━━ Estratto
Tuttavia le “accuse” più denigratorie – a colpi di “anni bui” e atrocità varie – hanno sempre grande audience: sono quelle ereditate da umanisti rinascimentali, illuministi settecenteschi o romantici ottocenteschi e persino da certa cinematografia novecentesca; poi sono state ricicciate all’ennesima potenza dall’avvento di tv e web. Oggi sono raccontate, in aggiunta, un sacco di falsità. Così bisogna ricordare che nel Medioevo cristiano europeo non ci sono stati lo ius primae noctis (né allora né dopo), la caccia alle streghe (semmai iniziata in epoca moderna e durata fino alle fine del Settecento), la paura dell’anno Mille come data della fine del mondo (chi viveva nel Mille non sapeva di… viverci, quindi non si poneva il problema), il Santo Graal (una leggenda, nata dal Perceval, poema scritto su commissione da Chrétien de Troyes tra il 1175 e il 1190) o il “leghista” Alberto da Giussano (personaggio inventato oltre un secolo dopo le sue presunte imprese dal frate Galvano Fiamma, vissuto nel Trecento, cappellano alla corte di Galeazzo Visconti) e altre amenità.
━━━━
Compiti da svolgere:
1. Rispondi a queste domande sull'estratto:
(a) Quando è iniziata la caccia alle streghe e fino a quando è durata?
(b) Da quale poema è nata la leggenda del Santo Graal, e chi lo ha scritto?
(c) Chi ha inventato il personaggio di Alberto da Giussano?
2. Ridimensiona le righe dei record che vanno dall'inizio dei record alla riga che contiene "[[605, 280]]", estremi inclusi. Riscrivi tutte queste righe, richieste comprese, e moltiplica per 1,75 ogni coordinata nelle risposte, arrotondando all'intero con le metà per eccesso. Riporta solo queste righe e lascia fuori le immagini.
━━ Dati riportati
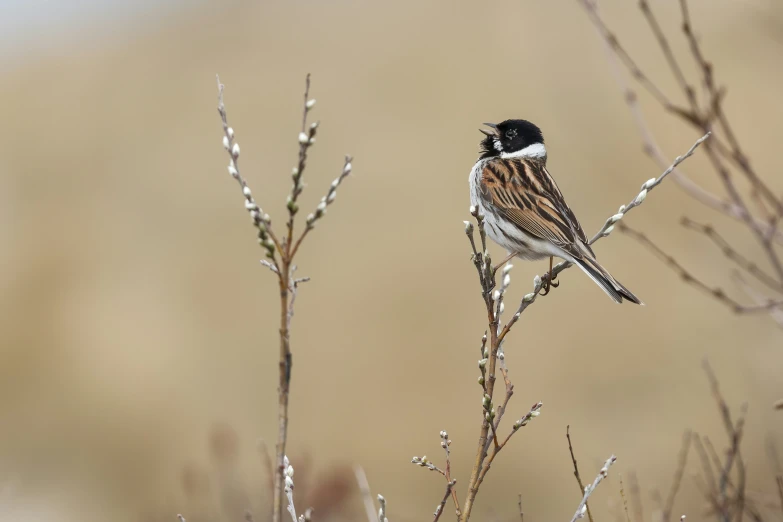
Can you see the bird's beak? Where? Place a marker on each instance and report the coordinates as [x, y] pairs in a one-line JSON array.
[[488, 133]]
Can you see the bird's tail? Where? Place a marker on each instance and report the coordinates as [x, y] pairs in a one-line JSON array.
[[605, 280]]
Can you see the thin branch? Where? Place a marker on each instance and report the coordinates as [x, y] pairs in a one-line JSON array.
[[521, 513], [682, 460], [688, 277], [261, 220], [582, 508], [439, 509], [576, 470], [364, 490], [744, 263]]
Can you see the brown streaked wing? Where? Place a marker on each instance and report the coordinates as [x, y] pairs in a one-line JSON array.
[[524, 193]]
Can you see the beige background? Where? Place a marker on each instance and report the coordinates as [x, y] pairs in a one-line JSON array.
[[134, 314]]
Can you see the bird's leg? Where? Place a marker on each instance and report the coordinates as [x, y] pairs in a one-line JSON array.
[[550, 280], [500, 265]]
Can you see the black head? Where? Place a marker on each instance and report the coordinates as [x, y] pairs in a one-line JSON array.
[[509, 136]]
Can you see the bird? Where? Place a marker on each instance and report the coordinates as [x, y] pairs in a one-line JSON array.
[[525, 211]]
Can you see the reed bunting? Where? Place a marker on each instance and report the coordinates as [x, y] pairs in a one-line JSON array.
[[524, 210]]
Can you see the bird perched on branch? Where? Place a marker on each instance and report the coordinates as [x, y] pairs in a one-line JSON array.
[[524, 210]]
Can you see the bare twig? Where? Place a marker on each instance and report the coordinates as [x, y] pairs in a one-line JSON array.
[[521, 513], [724, 156], [718, 293], [606, 229], [581, 510], [625, 500], [576, 471], [744, 263], [439, 509], [364, 490], [682, 460]]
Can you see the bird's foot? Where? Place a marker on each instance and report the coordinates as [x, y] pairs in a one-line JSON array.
[[549, 280]]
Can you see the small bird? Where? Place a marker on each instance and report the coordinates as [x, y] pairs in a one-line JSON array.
[[524, 210]]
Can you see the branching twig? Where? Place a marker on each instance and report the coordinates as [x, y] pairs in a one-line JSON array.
[[688, 277], [280, 252], [726, 157]]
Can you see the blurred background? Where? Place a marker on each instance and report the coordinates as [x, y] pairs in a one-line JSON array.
[[138, 331]]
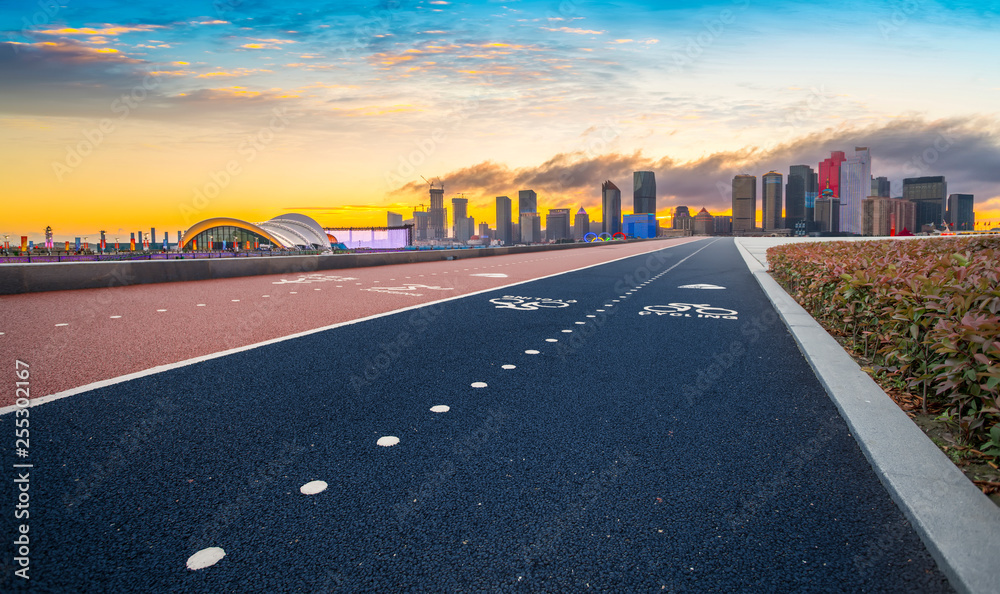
━━━━
Risultati attesi:
1.
(a) È iniziata in epoca moderna ed è durata fino alla fine del Settecento.
(b) È nata dal Perceval, poema che Chrétien de Troyes scrisse su commissione tra il 1175 e il 1190.
(c) Lo ha inventato il frate Galvano Fiamma, vissuto nel Trecento e cappellano alla corte di Galeazzo Visconti.

2.
Can you see the bird's beak? Where? Place a marker on each instance and report the coordinates as [x, y] pairs in a one-line JSON array.
[[854, 233]]
Can you see the bird's tail? Where? Place a marker on each instance and report the coordinates as [x, y] pairs in a one-line JSON array.
[[1059, 490]]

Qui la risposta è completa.